*Set task*
In the records below, reproduce only the stretch from the line containing "Would you be able to indicate the leaf" through the line containing "column 293, row 64", switching each "pin" to "marker" and leaving everything else unchanged.

** start **

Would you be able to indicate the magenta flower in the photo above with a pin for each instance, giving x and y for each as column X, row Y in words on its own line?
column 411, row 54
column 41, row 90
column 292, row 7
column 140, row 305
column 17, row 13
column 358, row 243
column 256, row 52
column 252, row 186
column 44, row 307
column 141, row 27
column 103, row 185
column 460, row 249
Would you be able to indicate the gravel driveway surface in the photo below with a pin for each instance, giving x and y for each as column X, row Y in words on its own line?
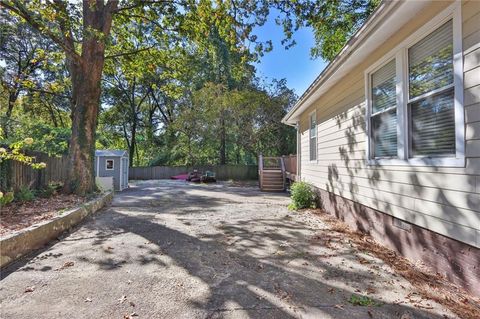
column 168, row 249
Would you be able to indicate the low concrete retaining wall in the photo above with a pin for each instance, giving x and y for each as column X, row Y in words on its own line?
column 36, row 236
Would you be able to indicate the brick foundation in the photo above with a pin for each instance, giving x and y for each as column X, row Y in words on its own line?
column 458, row 261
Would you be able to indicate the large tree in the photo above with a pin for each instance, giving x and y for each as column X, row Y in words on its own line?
column 83, row 32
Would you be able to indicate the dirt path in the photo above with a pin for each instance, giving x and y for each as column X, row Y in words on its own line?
column 172, row 250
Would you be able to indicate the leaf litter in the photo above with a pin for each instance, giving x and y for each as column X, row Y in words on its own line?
column 429, row 284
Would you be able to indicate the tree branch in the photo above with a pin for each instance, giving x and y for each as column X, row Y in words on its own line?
column 127, row 53
column 36, row 22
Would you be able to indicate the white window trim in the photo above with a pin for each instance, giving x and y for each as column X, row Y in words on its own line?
column 314, row 114
column 453, row 12
column 113, row 165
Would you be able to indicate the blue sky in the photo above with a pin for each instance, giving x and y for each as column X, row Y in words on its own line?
column 293, row 64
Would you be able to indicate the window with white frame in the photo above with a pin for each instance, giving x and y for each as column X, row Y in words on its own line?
column 431, row 94
column 415, row 98
column 383, row 121
column 313, row 136
column 109, row 165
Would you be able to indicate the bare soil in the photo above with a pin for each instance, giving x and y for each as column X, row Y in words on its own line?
column 16, row 216
column 429, row 284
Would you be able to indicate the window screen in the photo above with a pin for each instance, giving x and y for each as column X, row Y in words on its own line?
column 384, row 112
column 431, row 94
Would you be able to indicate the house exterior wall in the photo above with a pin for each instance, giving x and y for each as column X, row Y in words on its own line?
column 445, row 200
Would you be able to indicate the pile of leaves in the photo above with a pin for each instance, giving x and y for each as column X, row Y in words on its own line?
column 429, row 284
column 18, row 215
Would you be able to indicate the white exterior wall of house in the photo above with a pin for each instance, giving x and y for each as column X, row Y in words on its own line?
column 445, row 200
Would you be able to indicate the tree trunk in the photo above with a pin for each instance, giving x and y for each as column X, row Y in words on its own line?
column 86, row 75
column 223, row 141
column 133, row 143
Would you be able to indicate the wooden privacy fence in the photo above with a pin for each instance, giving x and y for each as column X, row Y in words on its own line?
column 15, row 175
column 222, row 172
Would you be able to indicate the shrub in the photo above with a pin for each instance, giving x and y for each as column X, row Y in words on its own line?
column 6, row 198
column 25, row 194
column 302, row 196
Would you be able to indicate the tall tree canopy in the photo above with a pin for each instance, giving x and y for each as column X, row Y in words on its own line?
column 175, row 75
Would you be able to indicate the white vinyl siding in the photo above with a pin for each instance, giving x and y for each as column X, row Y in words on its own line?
column 444, row 199
column 313, row 137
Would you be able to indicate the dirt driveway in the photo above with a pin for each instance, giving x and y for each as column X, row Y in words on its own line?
column 167, row 249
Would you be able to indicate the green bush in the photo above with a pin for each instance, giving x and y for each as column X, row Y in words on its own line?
column 25, row 194
column 302, row 195
column 6, row 198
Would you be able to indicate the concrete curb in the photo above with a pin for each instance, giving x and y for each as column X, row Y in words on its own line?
column 16, row 245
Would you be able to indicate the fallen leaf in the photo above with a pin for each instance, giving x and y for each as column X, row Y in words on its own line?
column 66, row 265
column 30, row 289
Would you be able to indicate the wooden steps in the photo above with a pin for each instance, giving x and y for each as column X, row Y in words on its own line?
column 272, row 180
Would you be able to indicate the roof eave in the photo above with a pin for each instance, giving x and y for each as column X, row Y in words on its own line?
column 384, row 9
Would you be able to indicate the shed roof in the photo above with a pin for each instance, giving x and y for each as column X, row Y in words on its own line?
column 114, row 153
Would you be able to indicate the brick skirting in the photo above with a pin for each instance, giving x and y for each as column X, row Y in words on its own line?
column 458, row 261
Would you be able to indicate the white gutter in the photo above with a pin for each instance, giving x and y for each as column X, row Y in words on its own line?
column 385, row 12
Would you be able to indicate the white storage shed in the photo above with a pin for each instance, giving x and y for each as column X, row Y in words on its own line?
column 113, row 163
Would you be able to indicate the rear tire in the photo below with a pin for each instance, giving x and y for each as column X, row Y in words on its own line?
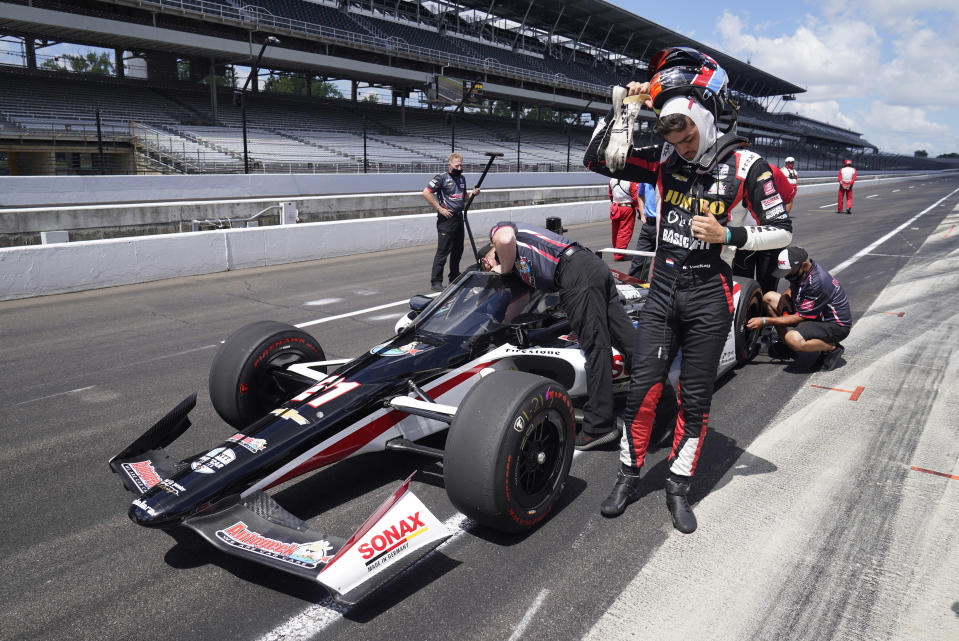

** end **

*Written reply*
Would you be able to indicate the leaf litter in the photo above with a marker for each instance, giving x and y for each as column X, row Y in words on its own line?
column 429, row 284
Would you be able to indicate the tree branch in the photo above with a marker for each instance, giving x and y for each as column X, row Y in words on its own line?
column 127, row 53
column 36, row 22
Would you be able to indicate the white window trim in the photo above with a marker for each instance, giving x and y for each as column X, row Y in words on its own line?
column 314, row 114
column 453, row 12
column 113, row 165
Would you be able to indicate the blue sky in the photo above with a marker for each instance, giving x and y for each as column X, row Y in words on its own line?
column 293, row 64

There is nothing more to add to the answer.